--- WRITTEN EXERCISE ---
Write out again the records below from the line with "marking the tripod." up to and including the line with "x=858 y=854".

--- ROWS ---
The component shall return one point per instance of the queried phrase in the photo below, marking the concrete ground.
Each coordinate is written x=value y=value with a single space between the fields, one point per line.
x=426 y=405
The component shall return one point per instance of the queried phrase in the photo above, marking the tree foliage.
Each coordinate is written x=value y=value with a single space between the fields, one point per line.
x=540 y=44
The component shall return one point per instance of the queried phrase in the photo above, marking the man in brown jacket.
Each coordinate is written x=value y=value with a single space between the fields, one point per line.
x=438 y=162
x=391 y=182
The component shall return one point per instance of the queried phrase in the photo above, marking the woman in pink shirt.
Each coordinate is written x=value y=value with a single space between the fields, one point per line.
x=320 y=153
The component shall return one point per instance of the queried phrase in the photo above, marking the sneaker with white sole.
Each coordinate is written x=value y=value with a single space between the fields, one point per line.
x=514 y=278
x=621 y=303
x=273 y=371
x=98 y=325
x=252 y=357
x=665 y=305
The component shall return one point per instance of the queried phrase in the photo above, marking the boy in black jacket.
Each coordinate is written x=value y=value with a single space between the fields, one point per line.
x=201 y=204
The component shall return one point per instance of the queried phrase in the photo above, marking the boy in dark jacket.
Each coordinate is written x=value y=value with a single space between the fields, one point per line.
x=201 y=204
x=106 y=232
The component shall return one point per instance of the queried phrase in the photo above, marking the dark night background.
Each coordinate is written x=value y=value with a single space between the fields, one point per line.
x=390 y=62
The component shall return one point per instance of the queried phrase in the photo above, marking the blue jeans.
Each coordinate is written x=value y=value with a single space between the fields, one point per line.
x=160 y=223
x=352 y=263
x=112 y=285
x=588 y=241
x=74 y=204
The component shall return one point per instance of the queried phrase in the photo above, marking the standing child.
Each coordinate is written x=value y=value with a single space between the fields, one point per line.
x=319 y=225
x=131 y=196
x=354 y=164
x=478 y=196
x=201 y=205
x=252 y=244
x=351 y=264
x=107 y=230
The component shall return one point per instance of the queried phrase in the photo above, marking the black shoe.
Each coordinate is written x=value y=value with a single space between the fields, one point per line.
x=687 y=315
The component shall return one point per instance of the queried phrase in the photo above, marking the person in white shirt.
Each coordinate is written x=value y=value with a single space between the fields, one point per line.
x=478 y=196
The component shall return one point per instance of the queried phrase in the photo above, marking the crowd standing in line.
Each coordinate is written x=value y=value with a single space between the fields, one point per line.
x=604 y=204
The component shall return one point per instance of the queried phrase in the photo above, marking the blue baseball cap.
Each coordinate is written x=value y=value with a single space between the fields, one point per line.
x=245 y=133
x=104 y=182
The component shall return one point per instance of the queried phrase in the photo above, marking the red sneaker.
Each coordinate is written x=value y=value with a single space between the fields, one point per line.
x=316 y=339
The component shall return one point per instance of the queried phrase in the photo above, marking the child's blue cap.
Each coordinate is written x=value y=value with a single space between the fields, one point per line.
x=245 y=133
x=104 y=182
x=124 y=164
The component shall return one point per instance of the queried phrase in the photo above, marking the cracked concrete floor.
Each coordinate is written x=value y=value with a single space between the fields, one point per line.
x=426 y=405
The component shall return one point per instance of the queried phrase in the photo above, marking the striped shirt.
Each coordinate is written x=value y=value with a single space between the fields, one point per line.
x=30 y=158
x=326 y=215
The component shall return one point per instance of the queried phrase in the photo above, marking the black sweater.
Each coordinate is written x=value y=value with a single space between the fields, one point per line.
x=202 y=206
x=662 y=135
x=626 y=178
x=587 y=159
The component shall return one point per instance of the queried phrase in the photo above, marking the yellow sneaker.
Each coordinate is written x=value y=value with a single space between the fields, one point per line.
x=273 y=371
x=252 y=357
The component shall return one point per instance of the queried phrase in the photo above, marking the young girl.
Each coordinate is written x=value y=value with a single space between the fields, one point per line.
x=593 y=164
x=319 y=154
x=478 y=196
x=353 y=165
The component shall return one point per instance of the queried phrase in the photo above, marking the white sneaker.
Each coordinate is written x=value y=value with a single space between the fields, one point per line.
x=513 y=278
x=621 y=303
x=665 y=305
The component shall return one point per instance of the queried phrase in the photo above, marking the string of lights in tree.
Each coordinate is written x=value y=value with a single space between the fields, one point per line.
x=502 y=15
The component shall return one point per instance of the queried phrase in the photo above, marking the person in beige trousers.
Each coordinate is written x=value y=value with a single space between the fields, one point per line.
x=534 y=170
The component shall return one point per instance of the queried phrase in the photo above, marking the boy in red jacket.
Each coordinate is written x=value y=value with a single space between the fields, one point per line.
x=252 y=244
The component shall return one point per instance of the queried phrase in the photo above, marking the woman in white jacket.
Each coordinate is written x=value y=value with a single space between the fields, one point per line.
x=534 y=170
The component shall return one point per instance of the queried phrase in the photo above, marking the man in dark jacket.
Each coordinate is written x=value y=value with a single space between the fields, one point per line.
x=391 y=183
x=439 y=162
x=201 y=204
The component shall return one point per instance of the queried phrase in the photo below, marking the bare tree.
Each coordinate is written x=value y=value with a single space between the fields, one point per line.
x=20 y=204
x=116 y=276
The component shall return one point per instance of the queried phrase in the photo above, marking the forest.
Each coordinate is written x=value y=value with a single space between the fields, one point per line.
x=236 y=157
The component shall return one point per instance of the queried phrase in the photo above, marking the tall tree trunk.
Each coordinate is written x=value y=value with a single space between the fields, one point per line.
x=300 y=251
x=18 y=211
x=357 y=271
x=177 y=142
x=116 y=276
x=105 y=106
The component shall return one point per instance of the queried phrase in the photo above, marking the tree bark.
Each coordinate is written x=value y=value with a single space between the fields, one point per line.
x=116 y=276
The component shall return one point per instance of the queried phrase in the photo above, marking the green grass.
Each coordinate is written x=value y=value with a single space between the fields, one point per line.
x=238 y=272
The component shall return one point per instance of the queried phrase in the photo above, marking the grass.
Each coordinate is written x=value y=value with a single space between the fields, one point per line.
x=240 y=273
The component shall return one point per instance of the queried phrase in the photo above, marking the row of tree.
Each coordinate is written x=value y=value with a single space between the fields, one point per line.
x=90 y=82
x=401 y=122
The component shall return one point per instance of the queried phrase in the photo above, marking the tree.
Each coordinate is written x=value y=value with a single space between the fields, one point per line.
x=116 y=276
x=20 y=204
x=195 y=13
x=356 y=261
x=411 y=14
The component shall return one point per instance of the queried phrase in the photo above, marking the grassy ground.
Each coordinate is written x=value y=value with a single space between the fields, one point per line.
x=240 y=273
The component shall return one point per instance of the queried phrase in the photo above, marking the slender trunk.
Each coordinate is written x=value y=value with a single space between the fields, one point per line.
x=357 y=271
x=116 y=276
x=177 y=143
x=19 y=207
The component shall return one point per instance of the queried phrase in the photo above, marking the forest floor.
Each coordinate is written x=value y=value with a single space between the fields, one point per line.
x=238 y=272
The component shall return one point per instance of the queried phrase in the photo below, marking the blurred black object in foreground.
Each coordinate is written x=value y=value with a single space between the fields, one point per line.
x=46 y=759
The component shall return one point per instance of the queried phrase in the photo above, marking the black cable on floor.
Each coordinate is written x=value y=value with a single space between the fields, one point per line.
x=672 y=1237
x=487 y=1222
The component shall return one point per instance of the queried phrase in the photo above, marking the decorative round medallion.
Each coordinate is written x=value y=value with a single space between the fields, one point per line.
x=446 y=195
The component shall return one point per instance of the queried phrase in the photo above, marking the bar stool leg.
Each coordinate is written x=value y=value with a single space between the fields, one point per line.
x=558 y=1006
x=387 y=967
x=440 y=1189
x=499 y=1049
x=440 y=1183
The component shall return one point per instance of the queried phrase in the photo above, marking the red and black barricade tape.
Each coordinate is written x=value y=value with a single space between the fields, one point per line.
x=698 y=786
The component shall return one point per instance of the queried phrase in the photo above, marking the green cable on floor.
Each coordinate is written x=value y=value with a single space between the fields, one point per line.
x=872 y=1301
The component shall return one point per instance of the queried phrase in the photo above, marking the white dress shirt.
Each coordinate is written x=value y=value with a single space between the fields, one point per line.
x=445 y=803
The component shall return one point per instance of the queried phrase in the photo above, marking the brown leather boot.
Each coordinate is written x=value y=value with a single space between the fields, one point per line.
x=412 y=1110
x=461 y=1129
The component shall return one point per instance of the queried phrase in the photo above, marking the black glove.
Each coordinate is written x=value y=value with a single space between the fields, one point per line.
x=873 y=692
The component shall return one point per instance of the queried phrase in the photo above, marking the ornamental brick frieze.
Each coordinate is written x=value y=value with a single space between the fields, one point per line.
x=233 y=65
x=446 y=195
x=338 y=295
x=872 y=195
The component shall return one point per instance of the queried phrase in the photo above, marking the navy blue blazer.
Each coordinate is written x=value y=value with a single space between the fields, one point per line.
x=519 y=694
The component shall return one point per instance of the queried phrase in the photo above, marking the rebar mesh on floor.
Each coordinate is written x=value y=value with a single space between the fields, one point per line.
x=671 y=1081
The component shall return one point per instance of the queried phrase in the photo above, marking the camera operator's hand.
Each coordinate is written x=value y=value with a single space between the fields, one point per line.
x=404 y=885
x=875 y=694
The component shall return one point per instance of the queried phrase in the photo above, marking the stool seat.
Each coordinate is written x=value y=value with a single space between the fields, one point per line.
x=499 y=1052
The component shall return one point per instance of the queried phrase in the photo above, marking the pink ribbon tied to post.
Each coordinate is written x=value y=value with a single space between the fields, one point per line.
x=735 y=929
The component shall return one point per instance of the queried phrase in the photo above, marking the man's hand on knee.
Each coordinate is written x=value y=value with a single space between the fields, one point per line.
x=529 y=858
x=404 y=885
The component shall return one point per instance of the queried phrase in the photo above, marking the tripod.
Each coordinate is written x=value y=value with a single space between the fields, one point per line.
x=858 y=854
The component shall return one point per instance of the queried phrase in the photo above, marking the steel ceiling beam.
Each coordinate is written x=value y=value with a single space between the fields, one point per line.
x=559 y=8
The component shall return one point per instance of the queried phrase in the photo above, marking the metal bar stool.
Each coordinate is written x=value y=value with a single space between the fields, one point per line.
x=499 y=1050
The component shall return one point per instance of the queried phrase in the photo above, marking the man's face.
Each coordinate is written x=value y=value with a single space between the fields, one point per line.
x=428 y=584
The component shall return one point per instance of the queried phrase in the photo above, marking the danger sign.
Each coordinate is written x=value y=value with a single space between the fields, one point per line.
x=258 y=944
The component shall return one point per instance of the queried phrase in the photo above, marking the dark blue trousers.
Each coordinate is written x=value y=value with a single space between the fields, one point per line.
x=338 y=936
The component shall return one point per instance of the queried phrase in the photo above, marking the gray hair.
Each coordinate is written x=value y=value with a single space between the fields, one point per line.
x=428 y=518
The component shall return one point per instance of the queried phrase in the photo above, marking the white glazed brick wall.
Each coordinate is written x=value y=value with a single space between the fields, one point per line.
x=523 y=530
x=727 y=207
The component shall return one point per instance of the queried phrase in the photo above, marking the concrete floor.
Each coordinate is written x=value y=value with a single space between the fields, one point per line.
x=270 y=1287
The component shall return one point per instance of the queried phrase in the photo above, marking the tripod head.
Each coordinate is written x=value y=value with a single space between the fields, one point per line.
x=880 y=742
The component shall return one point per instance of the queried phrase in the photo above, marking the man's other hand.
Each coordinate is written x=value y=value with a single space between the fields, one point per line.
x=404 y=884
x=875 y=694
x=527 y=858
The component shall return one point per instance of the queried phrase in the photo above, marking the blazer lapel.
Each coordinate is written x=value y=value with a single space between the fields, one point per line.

--- EXERCISE SOLUTION ---
The component shall return one point per instance of the queried phrase in the photo above, marking the tripod.
Each coordinate is written x=value y=value with a single space between the fields, one point per line.
x=858 y=854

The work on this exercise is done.